Annotated coordinate records

+---+

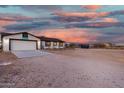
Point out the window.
[53,42,57,46]
[22,33,28,39]
[45,42,51,46]
[59,42,63,46]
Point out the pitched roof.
[39,36,64,42]
[0,32,39,38]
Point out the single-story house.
[39,36,65,49]
[0,32,41,51]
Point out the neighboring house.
[39,36,65,49]
[0,32,41,51]
[0,32,10,49]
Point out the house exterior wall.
[3,34,41,51]
[41,41,65,49]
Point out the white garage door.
[10,40,37,50]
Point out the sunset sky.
[0,5,124,43]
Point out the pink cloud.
[55,12,109,18]
[96,18,119,23]
[35,28,98,43]
[82,5,102,11]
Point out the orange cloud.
[55,12,109,18]
[100,18,118,23]
[35,28,97,43]
[82,5,102,11]
[86,18,119,23]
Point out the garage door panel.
[11,40,37,50]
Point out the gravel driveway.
[0,49,124,88]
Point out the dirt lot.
[0,49,124,88]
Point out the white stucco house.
[0,32,41,52]
[39,36,65,49]
[0,32,65,52]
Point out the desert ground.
[0,49,124,88]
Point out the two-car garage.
[9,39,38,51]
[2,32,41,51]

+---+

# EXERCISE PROMPT:
Starting with the line that contains "Point out the white stucco house." and going on through the end of the records, give those lines again with "two-car garage" replaced by "double garage" and all else unchanged.

# RESPONSE TO THIS TASK:
Point out the white stucco house.
[0,32,41,52]
[39,36,65,49]
[0,32,65,52]
Point out the desert ground.
[0,49,124,88]
Point out the double garage.
[9,39,38,51]
[2,32,41,51]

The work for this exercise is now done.